Policy Matters: Elizabeth Warren for VP

Eighty-one plans and counting: Elizabeth Warren addresses head-on structural racism in the American economy


            “Over a century, black farmers were stripped of 80% of their farmland, amounting to millions of acres and hundreds of billions of dollars in lost wealth” (from ‘Addressing discrimination and ensuring equity for farmers of color’). 

            Policy matters. Policies that dismantle structural racism in the American economy matter. As we find ourselves at a national tipping point in this country with calls for racial justice, I spent the weekend reading through some of Elizabeth Warren’s proposals for a more equitable economy. Warren didn’t have just one plan to achieve equity but weaved equity throughout all of her eighty-one plans. The general theme I took away was how we as a nation have hindered black success and what we can do to rectify this. Regarding the quote above, black farmers even to the present day are disproportionately denied participation in aid and relief programs that their white counterparts benefit from.

            In her plan ‘Valuing the work of women of color,’ Warren brings up the pay gap and an American cycle whereby systems lock people into lower wages. Workers should have the ability to unionize in order to raise wages and petition for standards of treatment and racial justice. Warren argues for denial of federal contracts when the pay gap is perpetuated or limits are placed on worker rights. Warren also proposes a greater number of pathways, including more paid fellowships, for people of color to enter leadership positions inside and outside of government.

            The Small Business Equity Fund (SBEF) is Warren’s idea to set aside $7 billion in grant money for entrepreneurs of color to start a business. Whereas starting a business requires existing capital and the ability to attract outside credit, a “[b]lack-owned business only gets 3% of what a similar white-owned business receives in outside investment.” Further, 86% percent of venture capitalists are white, and studies have shown that they are more likely to invest in entrepreneurs of similar race and gender to themselves. The SBEF is not a loan so as to not take money out of growing businesses. If businesses do however seek adjunct loans, Warren’s consumer watchdog, the Consumer Financial Protection Bureau (CFPB), will enforce more equitable lending practices as well.

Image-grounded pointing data
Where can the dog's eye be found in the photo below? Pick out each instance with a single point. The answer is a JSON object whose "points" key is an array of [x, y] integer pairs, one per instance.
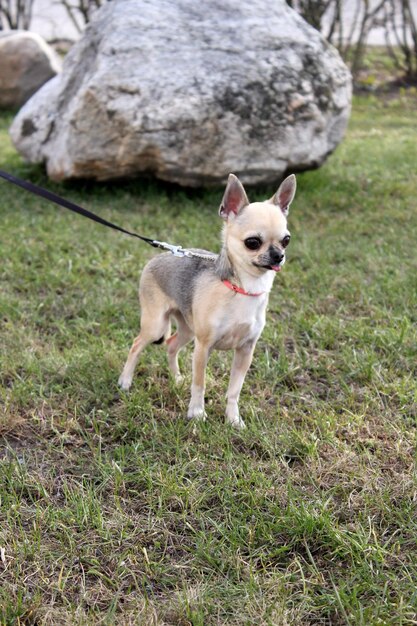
{"points": [[253, 243]]}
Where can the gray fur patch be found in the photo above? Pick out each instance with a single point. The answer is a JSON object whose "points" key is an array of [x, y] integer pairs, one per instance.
{"points": [[223, 267], [177, 276]]}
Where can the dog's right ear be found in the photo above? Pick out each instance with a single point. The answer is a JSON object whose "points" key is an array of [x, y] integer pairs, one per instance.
{"points": [[234, 198]]}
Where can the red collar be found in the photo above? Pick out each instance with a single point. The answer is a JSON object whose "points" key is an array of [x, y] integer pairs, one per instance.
{"points": [[239, 289]]}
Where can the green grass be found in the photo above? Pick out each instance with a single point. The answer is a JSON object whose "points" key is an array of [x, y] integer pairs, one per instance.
{"points": [[114, 509]]}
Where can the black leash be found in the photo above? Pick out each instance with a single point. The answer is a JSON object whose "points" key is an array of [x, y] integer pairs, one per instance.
{"points": [[67, 204]]}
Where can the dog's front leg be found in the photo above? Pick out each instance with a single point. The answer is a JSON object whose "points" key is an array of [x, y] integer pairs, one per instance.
{"points": [[200, 358], [241, 363]]}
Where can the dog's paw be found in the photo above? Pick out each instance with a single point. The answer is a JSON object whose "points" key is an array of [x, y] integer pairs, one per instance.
{"points": [[124, 383], [196, 413], [233, 418], [236, 422]]}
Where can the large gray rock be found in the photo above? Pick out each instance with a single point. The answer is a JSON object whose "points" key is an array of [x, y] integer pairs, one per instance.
{"points": [[190, 91], [26, 63]]}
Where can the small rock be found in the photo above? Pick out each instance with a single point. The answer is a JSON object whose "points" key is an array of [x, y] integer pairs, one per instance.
{"points": [[26, 63]]}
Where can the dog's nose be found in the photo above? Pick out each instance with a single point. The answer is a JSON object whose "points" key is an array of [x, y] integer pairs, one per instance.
{"points": [[276, 256]]}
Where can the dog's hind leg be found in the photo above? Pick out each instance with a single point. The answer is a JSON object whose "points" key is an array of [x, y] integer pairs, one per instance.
{"points": [[154, 326], [182, 336]]}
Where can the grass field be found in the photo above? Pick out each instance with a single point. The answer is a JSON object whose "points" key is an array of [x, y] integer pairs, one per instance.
{"points": [[114, 509]]}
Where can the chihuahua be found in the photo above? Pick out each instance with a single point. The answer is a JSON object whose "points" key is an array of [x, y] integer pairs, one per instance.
{"points": [[219, 300]]}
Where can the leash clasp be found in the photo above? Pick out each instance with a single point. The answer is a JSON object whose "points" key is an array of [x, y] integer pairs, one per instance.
{"points": [[175, 250]]}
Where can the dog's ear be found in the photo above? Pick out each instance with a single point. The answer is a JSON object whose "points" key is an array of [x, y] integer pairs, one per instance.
{"points": [[285, 194], [234, 198]]}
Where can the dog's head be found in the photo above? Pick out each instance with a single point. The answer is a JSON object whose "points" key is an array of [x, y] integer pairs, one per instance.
{"points": [[256, 234]]}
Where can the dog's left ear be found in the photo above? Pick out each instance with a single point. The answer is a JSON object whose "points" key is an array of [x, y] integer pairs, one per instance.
{"points": [[234, 198], [285, 194]]}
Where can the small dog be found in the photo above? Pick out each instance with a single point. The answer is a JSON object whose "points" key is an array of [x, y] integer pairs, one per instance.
{"points": [[220, 302]]}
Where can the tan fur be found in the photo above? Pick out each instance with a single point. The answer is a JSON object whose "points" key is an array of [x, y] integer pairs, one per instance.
{"points": [[210, 313]]}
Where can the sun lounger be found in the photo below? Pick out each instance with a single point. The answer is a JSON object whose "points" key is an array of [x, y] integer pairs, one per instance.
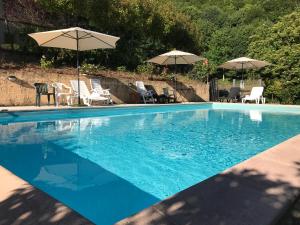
{"points": [[255, 95], [62, 90], [146, 95], [234, 94], [97, 88]]}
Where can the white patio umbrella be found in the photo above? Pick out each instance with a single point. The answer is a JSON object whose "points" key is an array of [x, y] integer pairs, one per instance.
{"points": [[244, 63], [75, 38], [175, 57]]}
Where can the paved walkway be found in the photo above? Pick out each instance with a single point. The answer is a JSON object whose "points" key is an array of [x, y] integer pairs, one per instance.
{"points": [[257, 191]]}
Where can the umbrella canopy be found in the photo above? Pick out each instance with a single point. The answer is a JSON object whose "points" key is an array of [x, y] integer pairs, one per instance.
{"points": [[175, 58], [244, 63], [75, 38]]}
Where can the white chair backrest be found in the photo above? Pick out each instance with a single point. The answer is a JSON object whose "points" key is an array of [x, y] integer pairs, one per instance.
{"points": [[96, 85], [140, 87], [84, 91], [255, 115], [256, 92]]}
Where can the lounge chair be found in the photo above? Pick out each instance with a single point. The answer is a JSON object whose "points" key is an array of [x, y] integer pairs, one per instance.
{"points": [[97, 88], [60, 92], [223, 95], [146, 95], [85, 95], [255, 115], [234, 94], [255, 95]]}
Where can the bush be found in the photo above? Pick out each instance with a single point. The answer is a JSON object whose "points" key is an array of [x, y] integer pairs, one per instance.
{"points": [[145, 68], [199, 72], [46, 63]]}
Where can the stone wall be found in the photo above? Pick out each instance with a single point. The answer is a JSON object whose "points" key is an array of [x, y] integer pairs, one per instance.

Task brief
Answer these questions about the piece on Elizabeth Warren's plans above the records:
(a) Over a century, what share of their farmland were black farmers stripped of?
(b) Which of Warren's plans brings up the pay gap?
(c) How much grant money would the Small Business Equity Fund set aside for entrepreneurs of color?

Completed task
(a) 80%
(b) 'Valuing the work of women of color'
(c) $7 billion